> **Task to complete**:
With the line containing "TASK = point to the bouquet" as the first line and the last line of the records as the final one, reproduce that range exactly.

START

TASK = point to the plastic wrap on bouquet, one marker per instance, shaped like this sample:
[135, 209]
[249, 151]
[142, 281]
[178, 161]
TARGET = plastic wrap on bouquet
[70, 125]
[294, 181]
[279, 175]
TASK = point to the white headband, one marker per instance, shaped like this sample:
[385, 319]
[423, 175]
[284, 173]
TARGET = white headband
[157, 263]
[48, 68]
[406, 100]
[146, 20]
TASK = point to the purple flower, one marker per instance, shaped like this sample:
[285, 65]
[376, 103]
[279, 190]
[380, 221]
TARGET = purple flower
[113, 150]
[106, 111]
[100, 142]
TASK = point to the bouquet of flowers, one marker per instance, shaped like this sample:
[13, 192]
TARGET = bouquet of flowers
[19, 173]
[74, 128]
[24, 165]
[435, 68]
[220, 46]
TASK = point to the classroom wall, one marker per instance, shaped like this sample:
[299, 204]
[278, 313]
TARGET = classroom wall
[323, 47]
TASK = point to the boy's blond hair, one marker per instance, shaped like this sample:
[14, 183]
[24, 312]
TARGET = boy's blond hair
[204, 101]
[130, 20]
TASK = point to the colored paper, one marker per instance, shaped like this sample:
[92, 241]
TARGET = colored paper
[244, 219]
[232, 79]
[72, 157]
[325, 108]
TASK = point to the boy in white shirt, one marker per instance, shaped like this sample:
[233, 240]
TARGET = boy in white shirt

END

> **Answer to the task**:
TASK = point to the bouquet of flowers, one marker per instance, shaped like this sample:
[13, 192]
TARGET = bouquet of flowers
[19, 173]
[74, 128]
[24, 165]
[435, 68]
[220, 46]
TASK = point to the classroom wall, one marker per instance, shaped like this sample:
[299, 204]
[278, 313]
TARGET = classroom wall
[323, 47]
TASK = point to the boy's blond hair, one marker per instance, shaped like this sample:
[14, 183]
[24, 312]
TARGET = boy's blond hair
[204, 101]
[130, 20]
TASK = point to the colored paper, one marker per instance, shaped like this sample:
[92, 241]
TARGET = colored paper
[244, 219]
[232, 79]
[72, 157]
[325, 108]
TASK = point to the boy in white shirt, one marker per instance, shaped like this sample:
[233, 240]
TARGET = boy in white shirt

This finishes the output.